The exercise | Rewrite every line of the rows below, the request included, and scale each point coordinate by 2.6, rounding to the nearest whole number with halves rounded up.

Raw records |
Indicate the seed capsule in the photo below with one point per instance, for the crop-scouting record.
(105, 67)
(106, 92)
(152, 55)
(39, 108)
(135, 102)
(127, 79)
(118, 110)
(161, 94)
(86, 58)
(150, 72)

Solution for this exercise |
Indicate the seed capsule in the photo below with one point per instance, for the crop-scouting record.
(273, 174)
(276, 239)
(395, 143)
(101, 281)
(351, 265)
(330, 205)
(307, 286)
(419, 244)
(224, 151)
(390, 187)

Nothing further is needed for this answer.